- [HOW TO COMPLETE THIS TASK]: Repeat the material below exactly, line for line.

--- DATA FOR ANALYSIS Enclosed Below ---

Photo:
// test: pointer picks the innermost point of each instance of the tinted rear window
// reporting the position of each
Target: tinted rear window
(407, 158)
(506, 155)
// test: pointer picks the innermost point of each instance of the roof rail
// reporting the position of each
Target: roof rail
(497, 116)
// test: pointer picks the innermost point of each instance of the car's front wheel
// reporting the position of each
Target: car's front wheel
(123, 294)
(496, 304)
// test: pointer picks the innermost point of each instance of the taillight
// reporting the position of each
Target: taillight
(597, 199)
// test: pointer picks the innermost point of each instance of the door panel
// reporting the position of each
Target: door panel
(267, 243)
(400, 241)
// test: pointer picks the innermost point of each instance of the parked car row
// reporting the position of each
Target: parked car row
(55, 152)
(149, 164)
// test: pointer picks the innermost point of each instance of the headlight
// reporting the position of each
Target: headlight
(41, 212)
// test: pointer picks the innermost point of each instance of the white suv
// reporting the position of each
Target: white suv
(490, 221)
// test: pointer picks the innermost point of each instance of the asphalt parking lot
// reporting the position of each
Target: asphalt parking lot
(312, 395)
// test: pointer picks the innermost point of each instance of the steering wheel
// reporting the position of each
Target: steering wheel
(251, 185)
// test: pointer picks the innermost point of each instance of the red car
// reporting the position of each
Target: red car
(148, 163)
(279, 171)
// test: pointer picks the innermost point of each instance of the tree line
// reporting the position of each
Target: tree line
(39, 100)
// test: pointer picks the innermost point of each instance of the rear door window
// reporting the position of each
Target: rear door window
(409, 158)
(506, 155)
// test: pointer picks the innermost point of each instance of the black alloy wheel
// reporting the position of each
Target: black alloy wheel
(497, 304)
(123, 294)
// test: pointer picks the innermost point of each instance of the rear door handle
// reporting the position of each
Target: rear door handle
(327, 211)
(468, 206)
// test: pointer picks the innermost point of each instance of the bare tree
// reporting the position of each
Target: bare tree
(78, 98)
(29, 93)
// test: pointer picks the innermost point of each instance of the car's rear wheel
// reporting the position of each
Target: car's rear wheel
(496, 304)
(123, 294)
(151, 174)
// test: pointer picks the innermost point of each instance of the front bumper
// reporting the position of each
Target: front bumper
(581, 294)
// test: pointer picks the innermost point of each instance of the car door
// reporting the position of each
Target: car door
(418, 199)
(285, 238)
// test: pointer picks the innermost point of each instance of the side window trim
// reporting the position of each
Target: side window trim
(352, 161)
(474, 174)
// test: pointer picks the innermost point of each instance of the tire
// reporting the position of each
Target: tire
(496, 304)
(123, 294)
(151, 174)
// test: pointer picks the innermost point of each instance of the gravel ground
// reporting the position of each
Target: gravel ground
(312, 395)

--- End of Enclosed DATA FOR ANALYSIS ---

- [FINISHED TASK]:
Photo:
// test: pointer picks the innermost point of each instance of the tinted rear window
// reporting the position of each
Target: tinted rear window
(407, 158)
(506, 155)
// test: pointer picks the innermost point of each instance of the roof rail
// reporting the position of each
Target: roof rail
(497, 116)
// test: pointer picks the innermost point of each instance of the car's front wheel
// reporting the position of each
Target: car's front wheel
(123, 294)
(496, 304)
// test: pointer picks the innermost point of each instance of the taillight
// reporting the position of each
Target: taillight
(597, 199)
// test: pointer picks the innermost point of each instance of the door panel
// reporting the position of each
Target: door panel
(267, 243)
(400, 241)
// test: pointer picks the innermost point of each instance of the parked car row
// reporting the position of each
Target: parked car row
(55, 152)
(149, 164)
// test: pointer picks the innermost point of each instance of the headlight
// reporting the position of each
Target: headlight
(41, 212)
// test: pointer picks the innermost point of each instance of the white suv
// reporting the position of each
Target: white suv
(490, 221)
// test: pointer picks the innermost point of each instance of the asphalt parking lot
// reporting the position of each
Target: asphalt parking lot
(312, 395)
// test: pointer picks the innermost point of each instance of the steering wheel
// reporting the position of each
Target: steering wheel
(251, 185)
// test: pointer picks the innermost point of each instance of the red car
// reporting the position of each
Target: red car
(148, 163)
(279, 171)
// test: pointer picks the innermost point of each instance of the tree line
// reporting the position of each
Target: tree line
(39, 100)
// test: pointer picks the innermost point of each instance of the rear door window
// reporting the position of each
Target: rear door window
(409, 158)
(506, 155)
// test: pointer picks the innermost point of each instance of the black alloy wheel
// reporting the position of each
Target: black alloy wheel
(497, 304)
(123, 294)
// test: pointer picks the innermost point of each instance of the rear door handle
// reporting the position of each
Target: rear door handle
(327, 211)
(468, 206)
// test: pointer picks the innermost point of each instance of the bare tree
// reporting the position of each
Target: bare tree
(78, 98)
(29, 93)
// test: pointer picks the innermost point of each instance of the car's rear wheel
// reporting the position of each
Target: car's rear wheel
(496, 304)
(123, 294)
(151, 174)
// test: pointer picks the innermost point of each instance of the front bumper
// reporting the position of each
Target: front bumper
(581, 294)
// test: pointer picks the innermost point of each instance of the car door
// reporting the position of each
Target: car door
(418, 199)
(285, 238)
// test: pointer picks the innermost point of each instance of the side window trim
// reporting the position of each
Target: side window trim
(352, 161)
(474, 174)
// test: pointer picks the innermost point of each instance of the tire
// reporting the position of each
Target: tire
(496, 304)
(123, 294)
(151, 174)
// test: pointer picks the innermost point of each instance of the gravel ground
// reporting the position of each
Target: gravel ground
(312, 395)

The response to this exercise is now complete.